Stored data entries
* * * * *
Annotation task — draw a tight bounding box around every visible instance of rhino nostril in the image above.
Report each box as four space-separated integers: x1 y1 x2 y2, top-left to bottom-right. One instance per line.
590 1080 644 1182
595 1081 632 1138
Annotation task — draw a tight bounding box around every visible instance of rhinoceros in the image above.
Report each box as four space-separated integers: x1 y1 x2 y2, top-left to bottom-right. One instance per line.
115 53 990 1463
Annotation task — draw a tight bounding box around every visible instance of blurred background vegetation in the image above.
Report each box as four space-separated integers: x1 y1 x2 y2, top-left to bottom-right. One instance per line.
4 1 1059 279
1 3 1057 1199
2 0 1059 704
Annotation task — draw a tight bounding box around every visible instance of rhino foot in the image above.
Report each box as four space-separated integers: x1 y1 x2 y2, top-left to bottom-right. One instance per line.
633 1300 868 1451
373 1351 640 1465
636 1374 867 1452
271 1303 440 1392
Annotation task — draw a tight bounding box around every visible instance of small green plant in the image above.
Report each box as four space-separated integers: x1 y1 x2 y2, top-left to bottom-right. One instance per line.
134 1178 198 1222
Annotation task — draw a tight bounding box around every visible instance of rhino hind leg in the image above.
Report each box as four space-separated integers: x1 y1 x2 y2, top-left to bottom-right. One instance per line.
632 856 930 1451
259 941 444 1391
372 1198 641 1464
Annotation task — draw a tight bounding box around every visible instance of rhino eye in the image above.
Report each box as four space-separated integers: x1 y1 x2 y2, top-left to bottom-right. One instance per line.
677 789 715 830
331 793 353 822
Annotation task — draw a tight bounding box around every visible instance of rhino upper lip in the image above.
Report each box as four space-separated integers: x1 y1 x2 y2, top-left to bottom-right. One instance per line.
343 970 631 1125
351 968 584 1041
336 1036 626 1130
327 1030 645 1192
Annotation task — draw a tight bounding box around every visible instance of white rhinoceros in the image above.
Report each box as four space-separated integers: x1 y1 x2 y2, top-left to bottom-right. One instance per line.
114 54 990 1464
* * * * *
Activity: Lines above holding "rhinoceros": give their count, nothing more.

Exercise response: 2